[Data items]
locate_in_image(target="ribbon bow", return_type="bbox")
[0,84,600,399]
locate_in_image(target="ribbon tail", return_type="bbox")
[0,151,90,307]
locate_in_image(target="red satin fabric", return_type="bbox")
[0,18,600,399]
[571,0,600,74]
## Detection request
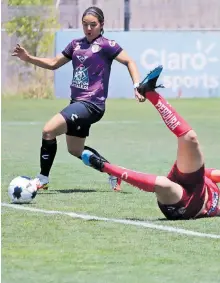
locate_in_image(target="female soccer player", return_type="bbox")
[12,7,145,190]
[82,66,220,220]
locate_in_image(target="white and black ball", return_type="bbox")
[8,176,37,204]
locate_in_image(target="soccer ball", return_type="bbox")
[8,176,37,203]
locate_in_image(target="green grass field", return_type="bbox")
[2,99,220,283]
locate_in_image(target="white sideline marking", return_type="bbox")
[1,203,220,239]
[2,120,141,126]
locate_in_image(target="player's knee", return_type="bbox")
[42,125,56,140]
[156,176,171,189]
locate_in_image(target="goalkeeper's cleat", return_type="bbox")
[33,174,49,190]
[137,65,164,97]
[108,175,121,192]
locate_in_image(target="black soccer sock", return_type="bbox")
[40,139,57,177]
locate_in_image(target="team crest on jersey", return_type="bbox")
[76,55,88,63]
[108,40,116,47]
[72,65,89,89]
[92,43,102,53]
[74,42,80,51]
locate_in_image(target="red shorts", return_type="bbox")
[158,162,206,220]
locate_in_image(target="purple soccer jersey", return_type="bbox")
[62,36,122,108]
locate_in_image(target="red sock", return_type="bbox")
[205,168,220,184]
[146,91,192,137]
[102,163,157,193]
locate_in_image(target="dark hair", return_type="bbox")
[82,6,104,34]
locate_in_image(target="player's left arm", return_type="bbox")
[205,168,220,183]
[115,50,145,102]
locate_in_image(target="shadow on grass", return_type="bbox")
[38,189,131,195]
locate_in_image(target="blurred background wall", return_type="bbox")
[1,0,220,97]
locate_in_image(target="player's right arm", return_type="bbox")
[205,168,220,183]
[12,44,71,70]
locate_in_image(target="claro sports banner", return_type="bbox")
[55,30,220,98]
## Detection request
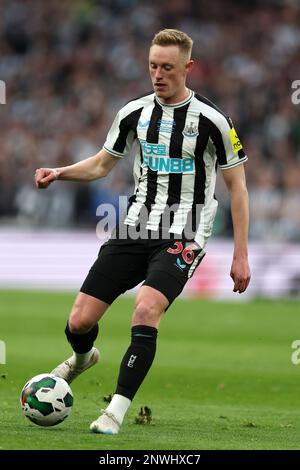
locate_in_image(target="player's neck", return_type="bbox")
[159,87,191,105]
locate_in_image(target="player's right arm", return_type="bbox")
[35,149,120,189]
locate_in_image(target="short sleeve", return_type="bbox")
[103,103,142,158]
[211,114,248,170]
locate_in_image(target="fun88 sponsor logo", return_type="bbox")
[141,140,167,157]
[143,155,195,173]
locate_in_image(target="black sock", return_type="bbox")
[116,325,157,400]
[65,323,99,354]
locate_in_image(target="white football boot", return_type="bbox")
[90,410,121,434]
[51,348,100,384]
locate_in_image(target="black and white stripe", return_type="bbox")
[104,92,247,248]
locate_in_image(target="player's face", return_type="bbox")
[149,45,193,103]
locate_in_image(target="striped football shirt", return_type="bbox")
[104,91,247,248]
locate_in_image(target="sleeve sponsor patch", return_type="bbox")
[229,127,243,152]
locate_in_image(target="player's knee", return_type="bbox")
[69,310,94,334]
[132,300,160,326]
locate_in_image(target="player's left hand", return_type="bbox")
[230,258,251,294]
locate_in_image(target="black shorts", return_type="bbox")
[80,239,205,305]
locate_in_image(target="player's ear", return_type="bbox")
[185,59,194,73]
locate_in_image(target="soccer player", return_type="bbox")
[35,29,250,434]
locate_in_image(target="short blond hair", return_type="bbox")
[151,29,193,58]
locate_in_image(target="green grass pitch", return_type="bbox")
[0,291,300,450]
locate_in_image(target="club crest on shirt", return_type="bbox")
[182,121,199,137]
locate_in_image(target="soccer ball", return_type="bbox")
[20,374,73,426]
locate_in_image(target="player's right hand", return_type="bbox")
[34,168,58,189]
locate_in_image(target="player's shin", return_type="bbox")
[106,325,157,424]
[65,323,99,366]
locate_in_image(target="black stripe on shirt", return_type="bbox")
[195,93,233,129]
[113,106,143,153]
[159,103,190,230]
[144,101,163,214]
[184,114,210,239]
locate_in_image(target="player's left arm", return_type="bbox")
[222,164,251,294]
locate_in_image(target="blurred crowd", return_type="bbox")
[0,0,300,241]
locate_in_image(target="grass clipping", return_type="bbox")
[135,406,152,424]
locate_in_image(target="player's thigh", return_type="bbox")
[80,244,147,305]
[69,292,109,333]
[143,241,205,306]
[132,285,169,328]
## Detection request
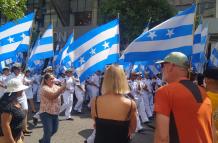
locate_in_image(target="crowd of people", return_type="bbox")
[0,52,218,143]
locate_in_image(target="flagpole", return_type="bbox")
[24,10,37,69]
[117,12,121,63]
[188,0,199,79]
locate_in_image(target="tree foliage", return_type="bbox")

Directive → Add 23 to every bounding box coordinate in the answers, and write out the material again from its start through the line containing "[211,114,248,170]", inclusive, with the requests kept in. Leave the pictures out.

Exercise output →
locate_in_image(target="ribbon bow", return_type="bbox")
[23,107,623,422]
locate_in_image(target="ribbon tail", return_type="bbox")
[23,174,113,330]
locate_in_image(target="red satin fabric", return_type="bbox")
[23,41,623,422]
[594,23,623,97]
## Detection request
locate_in_image(target="female soccer player", return_type="bbox")
[35,30,168,213]
[105,89,243,243]
locate_in_image(target="white and black ball", return_type="bbox")
[31,199,60,227]
locate_in_image(target="soccer ball", return_type="bbox")
[31,199,60,226]
locate_in_image(target="green grass field", return_type="bbox")
[25,122,243,306]
locate_in_image(target="white sideline marking", return_type="bbox")
[24,226,243,262]
[25,143,164,149]
locate_in_image(target="player's knee", return_type="bbox")
[65,148,79,163]
[179,199,194,212]
locate_in_image(target="goalkeeper's cleat", return_type="bbox")
[56,197,72,213]
[160,88,187,120]
[131,198,144,215]
locate_in_image(target="black soccer sock", return_type="bbox")
[63,162,80,200]
locate_in_image(target="team crest on jersey", return_type="bbox")
[99,78,111,86]
[131,63,139,70]
[95,88,112,112]
[115,66,125,76]
[97,65,103,74]
locate_in_image(target="red shorts", return_type="bbox")
[181,185,229,243]
locate_in_image(target="purple soccer jersey", return_type="bbox")
[85,59,145,131]
locate_in_image(target="red sock", return_type="bbox")
[228,191,243,207]
[169,114,215,160]
[125,186,180,216]
locate_in_image(target="dark hair", return_type="bbox")
[105,29,127,57]
locate_in_image(target="player's left arm", return_type="bbox")
[228,191,243,206]
[138,73,168,125]
locate_in_image(target="shadow on grass", return_type="bbox")
[61,212,154,218]
locate_in_image(target="blurred background wall", return_type="bbox")
[24,23,243,120]
locate_in_image(target="player's right arm", return_type="bbox")
[228,191,243,206]
[35,67,94,93]
locate_in_image(target="claro sports banner", return_type="bbox")
[78,53,243,121]
## Detection request
locate_in_image(target="player's neck", return_type="bbox")
[182,110,214,128]
locate_in_image(target="player's right arm", return_type="bbox")
[58,172,143,212]
locate_in_image(target="short sleeve", return_type="bbox")
[126,126,165,181]
[234,137,271,193]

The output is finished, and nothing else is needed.